■ INPUT DATA ■
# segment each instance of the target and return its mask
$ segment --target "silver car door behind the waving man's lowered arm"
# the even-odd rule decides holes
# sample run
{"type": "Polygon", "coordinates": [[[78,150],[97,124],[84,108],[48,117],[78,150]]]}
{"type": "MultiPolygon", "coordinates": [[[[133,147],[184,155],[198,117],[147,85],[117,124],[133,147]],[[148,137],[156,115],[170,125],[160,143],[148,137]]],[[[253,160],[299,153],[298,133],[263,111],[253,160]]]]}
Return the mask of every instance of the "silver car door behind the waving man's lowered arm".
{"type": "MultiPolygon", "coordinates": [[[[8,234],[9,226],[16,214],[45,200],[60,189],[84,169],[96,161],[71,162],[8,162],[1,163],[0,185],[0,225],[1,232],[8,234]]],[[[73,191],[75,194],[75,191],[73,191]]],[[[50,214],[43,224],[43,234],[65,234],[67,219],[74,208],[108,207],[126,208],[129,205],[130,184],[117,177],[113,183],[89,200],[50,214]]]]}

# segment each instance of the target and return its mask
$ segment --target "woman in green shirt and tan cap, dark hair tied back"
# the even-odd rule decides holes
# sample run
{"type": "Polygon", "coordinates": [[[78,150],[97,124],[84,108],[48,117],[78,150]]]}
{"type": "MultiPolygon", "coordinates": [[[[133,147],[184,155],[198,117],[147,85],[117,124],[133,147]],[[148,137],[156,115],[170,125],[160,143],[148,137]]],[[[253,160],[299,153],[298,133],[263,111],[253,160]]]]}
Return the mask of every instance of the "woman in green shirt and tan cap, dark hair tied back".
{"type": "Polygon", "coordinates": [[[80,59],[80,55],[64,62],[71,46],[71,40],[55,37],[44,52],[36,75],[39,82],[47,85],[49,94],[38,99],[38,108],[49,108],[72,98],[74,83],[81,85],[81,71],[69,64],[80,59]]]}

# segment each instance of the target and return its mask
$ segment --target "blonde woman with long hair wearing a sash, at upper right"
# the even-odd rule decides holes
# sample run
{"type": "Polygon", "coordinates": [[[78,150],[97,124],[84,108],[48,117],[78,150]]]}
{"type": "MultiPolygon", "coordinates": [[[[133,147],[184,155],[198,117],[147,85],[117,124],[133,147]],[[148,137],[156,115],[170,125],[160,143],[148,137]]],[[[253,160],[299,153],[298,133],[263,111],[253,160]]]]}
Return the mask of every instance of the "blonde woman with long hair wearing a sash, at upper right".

■ WORK TO COMPLETE ■
Scan the listing above for the word "with" and copy every line that holds it.

■ ANSWER TO THE EXERCISE ■
$ segment --target "blonde woman with long hair wearing a sash, at upper right"
Return the mask of every instance of the "blonde woman with long hair wearing a sash, at upper right".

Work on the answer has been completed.